■ Page excerpt:
(begin)

On 3/29/2017 1:05 PM, The Tick wrote:
On 3/29/2017 2:36 PM, Richard Hipp wrote:
Most of the world is using UTF-8 now.
I'm wondering how that can be for programming language source files.
I managed to put the "bom" in front of a one-line tcl script:
puts "This is a copyright symbol: ©."
where the '©' was previously converted to utf-8 by fossil.
gvim now reads the file and renders the utf-8 '©' as a '©'
notepad displays the file and renders the utf-8 '©' as '©'
If a BOM encoded in UTF-8 is present, that unambiguously marks the text
as UTF-8. But. As you note that is not always compatible with other uses
of the file. As UTF-8 was designed to be highly compatible with ASCII,
including the BOM is not usually recommended unless it is required for
other reasons.
VIM seems to default out of the box to Latin1 encoding which is more
consistent with Windows. (More correctly, it defaults to an encoding
consistent with the current Locale, which on Windows is usually Latin1
or another 8-bit codepage. Windows does support a UTF-8 codepage (aka
65001) but I've never seen that set as the system default.)
You can (probably) change it to support UTF-8, but it seems to make that
task as difficult as possible for a novice to the weird and subtle world
of file encoding issues. My copy of VIM 8 on Win 10 Pro correctly reads
UCS-2 (16-bit Unicode) files with BOMs, but proudly converts them to
Latin1 for display and editing which would clearly be a bad idea if they
had included characters from outside the coverage of the Latin1
codepage. Copyright and a number of other non-ASCII but otherwise
ordinary symbols are included in Latin1 and work as expected.

(end)

■ Goal: In the forum thread on UTF-8 and byte order marks, what number is given as another name for the Windows UTF-8 codepage?

■ Dataset excerpt:
(begin)

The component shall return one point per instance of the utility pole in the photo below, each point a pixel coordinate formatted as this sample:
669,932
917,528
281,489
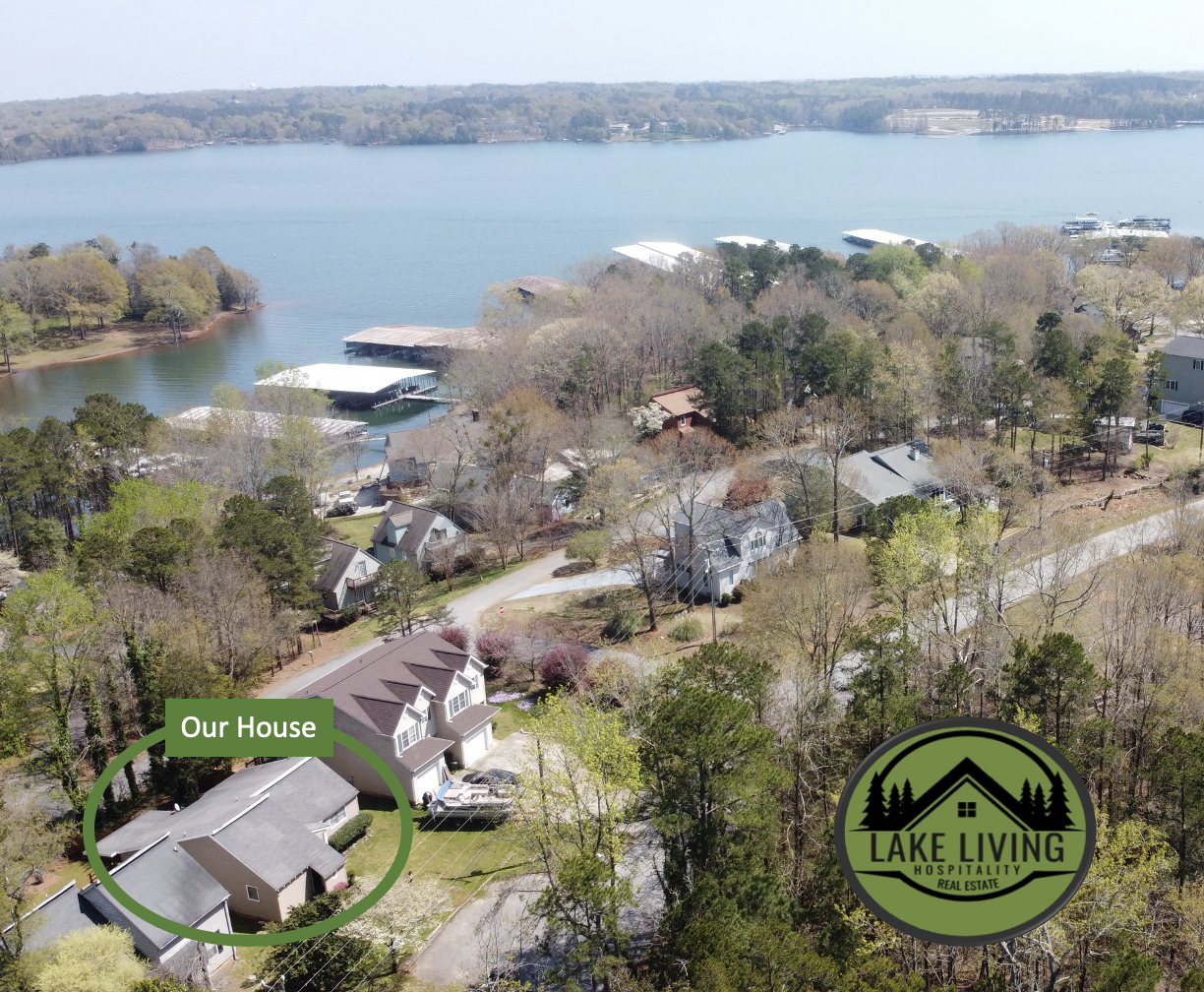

(end)

■ Result of this task: 65001